**What is expected:**
Convert every line of the listing below into a JSON list of strings, with one string per line and blank lines left out.
------------------------
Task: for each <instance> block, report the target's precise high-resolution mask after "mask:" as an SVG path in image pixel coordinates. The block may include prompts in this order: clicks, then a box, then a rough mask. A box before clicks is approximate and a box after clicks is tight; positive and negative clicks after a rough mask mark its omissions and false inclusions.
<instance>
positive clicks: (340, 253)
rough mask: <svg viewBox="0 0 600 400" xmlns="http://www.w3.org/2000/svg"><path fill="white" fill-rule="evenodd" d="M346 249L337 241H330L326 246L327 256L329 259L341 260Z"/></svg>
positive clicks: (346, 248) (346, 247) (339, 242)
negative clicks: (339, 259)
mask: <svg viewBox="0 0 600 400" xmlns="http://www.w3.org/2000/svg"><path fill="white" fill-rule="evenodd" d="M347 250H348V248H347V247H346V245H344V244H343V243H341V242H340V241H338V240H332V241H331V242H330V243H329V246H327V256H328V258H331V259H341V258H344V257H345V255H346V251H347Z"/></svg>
------------------------
**Expected answer:**
[
  "Task: for each <instance> block, report the target's precise high-resolution mask after \"mask:\" as an SVG path in image pixel coordinates. The block may include prompts in this order: clicks, then a box, then a rough mask. A box before clicks is approximate and a box after clicks is tight; positive and negative clicks after a rough mask mark its omissions and false inclusions.",
  "<instance>",
  "positive clicks: (340, 253)",
  "rough mask: <svg viewBox=\"0 0 600 400\" xmlns=\"http://www.w3.org/2000/svg\"><path fill=\"white\" fill-rule=\"evenodd\" d=\"M346 249L337 241H330L326 246L327 256L329 259L341 260Z\"/></svg>",
  "positive clicks: (346, 248) (346, 247) (339, 242)",
  "negative clicks: (339, 259)",
  "mask: <svg viewBox=\"0 0 600 400\" xmlns=\"http://www.w3.org/2000/svg\"><path fill=\"white\" fill-rule=\"evenodd\" d=\"M347 250H348V248H347V247H346V245H344V244H343V243H341V242H340V241H338V240H332V241H331V242H330V243H329V246H327V256H328V258H331V259H341V258H344V257H345V255H346V251H347Z\"/></svg>"
]